# EXERCISE BRIEF
Produce an exact copy of the lines from the line containing "Target: man's face" through the last line of the listing below, both ends included, and nothing else.
──────── EXERCISE DATA ────────
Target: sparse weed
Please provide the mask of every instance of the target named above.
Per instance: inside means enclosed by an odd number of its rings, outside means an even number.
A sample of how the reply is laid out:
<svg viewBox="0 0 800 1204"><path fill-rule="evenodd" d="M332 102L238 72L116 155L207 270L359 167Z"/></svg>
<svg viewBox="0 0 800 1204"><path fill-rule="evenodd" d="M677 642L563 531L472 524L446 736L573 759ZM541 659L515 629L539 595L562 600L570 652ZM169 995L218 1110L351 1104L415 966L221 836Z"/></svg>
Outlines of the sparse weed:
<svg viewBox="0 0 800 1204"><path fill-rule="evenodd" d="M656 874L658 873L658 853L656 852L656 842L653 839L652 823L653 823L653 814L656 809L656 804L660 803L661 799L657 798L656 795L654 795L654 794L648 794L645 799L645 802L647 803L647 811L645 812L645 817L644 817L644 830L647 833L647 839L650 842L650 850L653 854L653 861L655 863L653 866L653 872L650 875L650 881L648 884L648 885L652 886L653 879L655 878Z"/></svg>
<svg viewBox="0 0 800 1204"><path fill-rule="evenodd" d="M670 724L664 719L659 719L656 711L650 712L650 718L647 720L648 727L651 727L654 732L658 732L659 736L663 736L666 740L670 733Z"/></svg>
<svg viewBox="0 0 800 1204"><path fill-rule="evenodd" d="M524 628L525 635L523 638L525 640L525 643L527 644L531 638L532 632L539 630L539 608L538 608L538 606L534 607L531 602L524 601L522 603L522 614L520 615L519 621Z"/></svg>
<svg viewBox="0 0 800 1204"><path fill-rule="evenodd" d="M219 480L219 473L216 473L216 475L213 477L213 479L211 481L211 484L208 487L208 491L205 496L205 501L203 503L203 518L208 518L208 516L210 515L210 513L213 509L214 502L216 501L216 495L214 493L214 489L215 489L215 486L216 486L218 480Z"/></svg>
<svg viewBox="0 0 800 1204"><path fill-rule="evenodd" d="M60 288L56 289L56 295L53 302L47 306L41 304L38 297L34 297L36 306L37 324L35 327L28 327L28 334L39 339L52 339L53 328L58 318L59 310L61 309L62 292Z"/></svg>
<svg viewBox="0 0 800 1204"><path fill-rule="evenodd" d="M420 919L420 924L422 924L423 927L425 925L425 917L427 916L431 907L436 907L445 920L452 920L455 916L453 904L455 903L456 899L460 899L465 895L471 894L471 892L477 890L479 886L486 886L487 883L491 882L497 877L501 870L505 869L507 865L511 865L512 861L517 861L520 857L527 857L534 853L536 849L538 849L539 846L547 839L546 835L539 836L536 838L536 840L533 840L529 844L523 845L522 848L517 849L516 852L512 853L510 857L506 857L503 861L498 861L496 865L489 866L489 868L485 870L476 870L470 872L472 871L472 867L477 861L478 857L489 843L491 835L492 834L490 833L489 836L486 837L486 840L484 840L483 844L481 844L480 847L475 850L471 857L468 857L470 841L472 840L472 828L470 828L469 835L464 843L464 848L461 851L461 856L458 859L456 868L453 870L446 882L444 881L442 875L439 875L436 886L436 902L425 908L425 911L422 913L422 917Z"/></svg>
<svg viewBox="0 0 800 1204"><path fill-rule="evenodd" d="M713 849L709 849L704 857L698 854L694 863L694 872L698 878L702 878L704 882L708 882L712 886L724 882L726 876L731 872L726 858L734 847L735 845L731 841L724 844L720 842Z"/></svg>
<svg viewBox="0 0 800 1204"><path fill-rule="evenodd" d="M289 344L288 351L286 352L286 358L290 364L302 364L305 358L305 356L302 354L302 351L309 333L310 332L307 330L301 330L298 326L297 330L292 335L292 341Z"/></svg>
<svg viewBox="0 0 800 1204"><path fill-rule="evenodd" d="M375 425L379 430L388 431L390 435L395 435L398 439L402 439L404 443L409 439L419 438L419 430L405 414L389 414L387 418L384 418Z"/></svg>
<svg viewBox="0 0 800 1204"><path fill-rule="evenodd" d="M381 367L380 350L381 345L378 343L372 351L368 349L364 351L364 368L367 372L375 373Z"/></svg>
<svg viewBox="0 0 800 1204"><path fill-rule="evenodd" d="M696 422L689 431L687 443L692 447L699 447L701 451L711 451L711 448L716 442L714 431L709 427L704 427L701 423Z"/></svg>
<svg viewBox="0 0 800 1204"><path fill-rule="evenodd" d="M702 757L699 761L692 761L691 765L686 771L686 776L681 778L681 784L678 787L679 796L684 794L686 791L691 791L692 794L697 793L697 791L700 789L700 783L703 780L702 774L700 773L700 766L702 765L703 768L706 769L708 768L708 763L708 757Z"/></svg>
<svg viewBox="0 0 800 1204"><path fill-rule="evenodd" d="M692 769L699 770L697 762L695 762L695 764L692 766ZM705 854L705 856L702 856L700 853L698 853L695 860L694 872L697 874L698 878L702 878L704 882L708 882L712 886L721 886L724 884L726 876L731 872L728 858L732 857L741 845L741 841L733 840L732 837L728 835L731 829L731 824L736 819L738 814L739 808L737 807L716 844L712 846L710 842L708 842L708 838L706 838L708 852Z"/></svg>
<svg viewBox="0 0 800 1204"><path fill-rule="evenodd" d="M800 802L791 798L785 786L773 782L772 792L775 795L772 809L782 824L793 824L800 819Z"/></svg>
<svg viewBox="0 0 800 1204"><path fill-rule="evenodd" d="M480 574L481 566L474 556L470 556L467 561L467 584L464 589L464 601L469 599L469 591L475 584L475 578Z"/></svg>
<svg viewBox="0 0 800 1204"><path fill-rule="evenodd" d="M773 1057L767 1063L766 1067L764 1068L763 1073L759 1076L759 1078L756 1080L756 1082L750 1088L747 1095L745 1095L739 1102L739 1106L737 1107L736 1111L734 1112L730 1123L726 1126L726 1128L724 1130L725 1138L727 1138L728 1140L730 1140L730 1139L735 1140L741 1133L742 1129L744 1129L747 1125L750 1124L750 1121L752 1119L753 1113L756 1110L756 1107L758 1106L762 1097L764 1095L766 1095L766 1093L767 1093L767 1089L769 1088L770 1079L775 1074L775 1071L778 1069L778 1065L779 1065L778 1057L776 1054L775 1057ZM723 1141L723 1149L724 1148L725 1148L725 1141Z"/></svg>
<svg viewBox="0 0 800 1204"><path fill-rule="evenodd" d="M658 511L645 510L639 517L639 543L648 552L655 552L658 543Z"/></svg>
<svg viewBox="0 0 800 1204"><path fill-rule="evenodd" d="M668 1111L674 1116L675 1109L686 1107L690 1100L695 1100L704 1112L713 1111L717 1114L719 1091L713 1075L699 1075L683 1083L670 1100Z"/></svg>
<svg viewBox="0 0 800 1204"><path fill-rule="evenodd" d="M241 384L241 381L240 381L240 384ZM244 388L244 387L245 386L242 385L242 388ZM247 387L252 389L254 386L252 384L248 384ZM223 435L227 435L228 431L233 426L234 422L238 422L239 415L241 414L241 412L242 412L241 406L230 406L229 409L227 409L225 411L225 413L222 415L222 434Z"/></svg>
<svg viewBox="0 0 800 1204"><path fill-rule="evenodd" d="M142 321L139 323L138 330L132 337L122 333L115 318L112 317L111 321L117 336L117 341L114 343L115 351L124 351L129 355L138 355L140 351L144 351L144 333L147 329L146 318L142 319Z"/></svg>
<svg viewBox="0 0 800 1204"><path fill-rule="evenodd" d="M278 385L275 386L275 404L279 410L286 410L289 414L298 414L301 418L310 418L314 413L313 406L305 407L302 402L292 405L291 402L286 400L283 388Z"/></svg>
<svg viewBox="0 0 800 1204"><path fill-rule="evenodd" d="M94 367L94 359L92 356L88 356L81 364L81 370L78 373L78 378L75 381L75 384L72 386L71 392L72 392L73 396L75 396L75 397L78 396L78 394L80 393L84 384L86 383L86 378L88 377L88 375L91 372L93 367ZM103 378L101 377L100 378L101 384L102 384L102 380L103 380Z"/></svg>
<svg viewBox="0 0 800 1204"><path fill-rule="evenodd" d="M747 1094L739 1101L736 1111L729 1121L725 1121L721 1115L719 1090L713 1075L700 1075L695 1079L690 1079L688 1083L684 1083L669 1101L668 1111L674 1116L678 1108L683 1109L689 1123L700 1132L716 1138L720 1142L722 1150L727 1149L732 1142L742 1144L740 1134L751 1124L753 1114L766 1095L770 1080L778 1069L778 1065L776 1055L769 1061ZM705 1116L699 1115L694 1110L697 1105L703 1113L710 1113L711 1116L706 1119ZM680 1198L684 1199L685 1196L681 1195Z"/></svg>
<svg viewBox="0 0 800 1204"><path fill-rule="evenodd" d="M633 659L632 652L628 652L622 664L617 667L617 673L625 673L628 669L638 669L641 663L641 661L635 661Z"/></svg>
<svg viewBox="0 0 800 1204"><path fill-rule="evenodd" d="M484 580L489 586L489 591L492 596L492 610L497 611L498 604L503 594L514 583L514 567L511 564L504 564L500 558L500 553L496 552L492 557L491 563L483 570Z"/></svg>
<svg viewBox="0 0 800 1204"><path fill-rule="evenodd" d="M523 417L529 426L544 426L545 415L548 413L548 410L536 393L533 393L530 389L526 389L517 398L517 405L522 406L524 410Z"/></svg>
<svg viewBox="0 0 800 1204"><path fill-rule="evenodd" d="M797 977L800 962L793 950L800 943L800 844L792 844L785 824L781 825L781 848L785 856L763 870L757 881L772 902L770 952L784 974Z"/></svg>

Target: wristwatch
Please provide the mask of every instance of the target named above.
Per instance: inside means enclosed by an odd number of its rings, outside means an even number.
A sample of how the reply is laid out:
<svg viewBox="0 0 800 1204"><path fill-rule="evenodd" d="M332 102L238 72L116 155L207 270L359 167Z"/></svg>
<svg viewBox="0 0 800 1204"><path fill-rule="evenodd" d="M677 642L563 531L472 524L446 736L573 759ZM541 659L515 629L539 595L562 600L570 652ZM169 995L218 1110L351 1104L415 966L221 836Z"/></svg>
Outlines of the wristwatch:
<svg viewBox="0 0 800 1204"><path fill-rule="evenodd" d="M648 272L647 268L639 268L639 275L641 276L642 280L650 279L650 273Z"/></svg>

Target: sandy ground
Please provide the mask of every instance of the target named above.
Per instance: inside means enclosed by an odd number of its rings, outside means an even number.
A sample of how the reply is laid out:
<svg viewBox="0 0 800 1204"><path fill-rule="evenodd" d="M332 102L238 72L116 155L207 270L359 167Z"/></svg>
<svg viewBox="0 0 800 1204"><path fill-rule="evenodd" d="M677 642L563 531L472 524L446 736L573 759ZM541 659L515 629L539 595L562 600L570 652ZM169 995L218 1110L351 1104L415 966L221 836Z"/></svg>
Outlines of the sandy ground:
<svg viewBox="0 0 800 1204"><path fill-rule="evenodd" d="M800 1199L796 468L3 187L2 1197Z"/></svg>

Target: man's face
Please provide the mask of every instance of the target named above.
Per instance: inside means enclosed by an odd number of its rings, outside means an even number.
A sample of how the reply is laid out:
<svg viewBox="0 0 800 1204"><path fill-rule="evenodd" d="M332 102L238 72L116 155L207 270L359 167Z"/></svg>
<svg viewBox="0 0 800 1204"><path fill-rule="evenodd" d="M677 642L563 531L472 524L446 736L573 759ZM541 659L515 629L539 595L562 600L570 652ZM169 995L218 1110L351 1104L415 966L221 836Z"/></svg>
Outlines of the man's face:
────────
# ANSWER TO THE EXERCISE
Target: man's face
Please provide the mask of every instance of the target named above.
Per instance: inside means enclosed by an odd number of its rings, outside means an even number.
A sample of how the reply is laid out:
<svg viewBox="0 0 800 1204"><path fill-rule="evenodd" d="M332 102L238 72L116 155L207 270L359 167Z"/></svg>
<svg viewBox="0 0 800 1204"><path fill-rule="evenodd" d="M677 642L563 531L472 524L446 736L573 759ZM541 659L515 629L539 595L562 600L570 652ZM169 995L218 1110L351 1104L415 966L221 836Z"/></svg>
Outlines of the man's face:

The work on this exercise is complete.